### Passage provided
╔══

Kent Stephen Manderville (born April 12, 1971) is a Canadian former professional ice hockey player who played in the National Hockey League for the Toronto Maple Leafs, Edmonton Oilers, Hartford Whalers/Carolina Hurricanes, Philadelphia Flyers and the Pittsburgh Penguins. Manderville was born in Edmonton, Alberta.

Career
Manderville was drafted 24th overall in the second round by the Calgary Flames in the 1989 NHL Entry Draft and played for Cornell University from 1989–91. While in school Manderville also played for Canada in the World Junior Ice Hockey Championship in 1990 and 1991, winning the gold medal in both years.  Manderville left Cornell after two season to join the Canadian national team and played in the 1992 Winter Olympics where the team won the silver medal.  Following the Olympics he opted to turn professional and joined the Toronto Maple Leafs, who had obtained his rights from Calgary in a trade, for the remainder of the 1991–1992 season.

Manderville played in 646 regular season NHL games, scoring 37 goals and 67 assists for 104 points, picking up 348 penalty minutes.  He played in 67 NHL playoff games registering 3 goals and 3 assists.

On March 12, 1997, as a member of the Hartford Whalers, he scored the only hat trick of his NHL career in a 6-3 victory over the Boston Bruins.

╚══

### Dataset excerpt
╔══

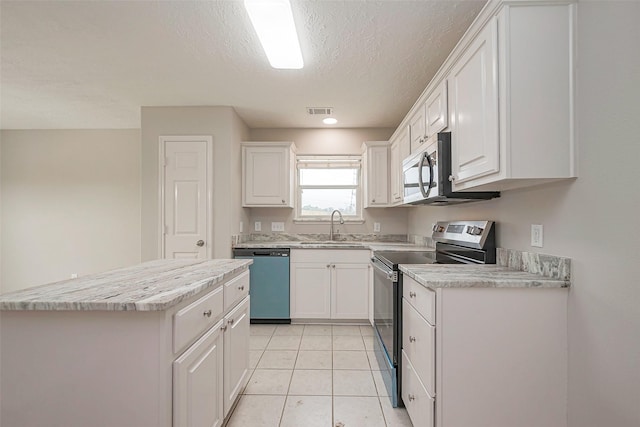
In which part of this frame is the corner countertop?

╚══

### Aim A
According to the passage about Kent Manderville, which team drafted him in the 1989 NHL Entry Draft?
### Aim B
Copy the part of the Kent Manderville passage starting at "Manderville played in" and ending at "the Boston Bruins.".
### Aim C
Continue the passage about Kent Manderville's hockey career from the point where it ends.

### Output A
The Calgary Flames

### Output B
Manderville played in 646 regular season NHL games, scoring 37 goals and 67 assists for 104 points, picking up 348 penalty minutes.  He played in 67 NHL playoff games registering 3 goals and 3 assists.

On March 12, 1997, as a member of the Hartford Whalers, he scored the only hat trick of his NHL career in a 6-3 victory over the Boston Bruins.

### Output C
After his NHL career, he played three seasons for Timrå IK of the Elitserien in Sweden from 2003 to 2006. His final hockey season (2006-2007) was spent with the Espoo Blues of the SM-liiga in Finland. After four years in Northern Europe he retired in 2007 and was accepted to attend law school at the University of Ottawa. He deferred admission for a year and then ultimately decided to decline the offer, instead opting to complete his Cornell University Bachelor of Science degree.  He was an analyst for televised Ottawa Senators games on A Ottawa during the 2007-08 season. In the week of June 23, 2008, he presented the sportscast for A-News at 6 and 11 pm.

He has also passed all three Chartered Financial Analyst (CFA) exams and was awarded the Certified Financial Planner (CFP) designation in September, 2020.  He is now Director of the IP Hockey Family Office which provides wealth management for hockey professionals, located in Ottawa.

Career statistics

Regular season and playoffs

International

Awards and honors

Transactions
January 2, 1992 – Traded to the Toronto Maple Leafs by the Calgary Flames with Doug Gilmour, Jamie Macoun, Rick Wamsley and Ric Nattress for Gary Leeman, Alexander Godynyuk, Jeff Reese, Michel Petit and Craig Berube.
December 4, 1995 – Traded to the Edmonton Oilers by the Toronto Maple Leafs for Peter White and Edmonton's fourth round choice (Jason Sessa) in 1996 NHL Entry Draft.
October 2, 1996 – Signed as a free agent by the Hartford Whalers.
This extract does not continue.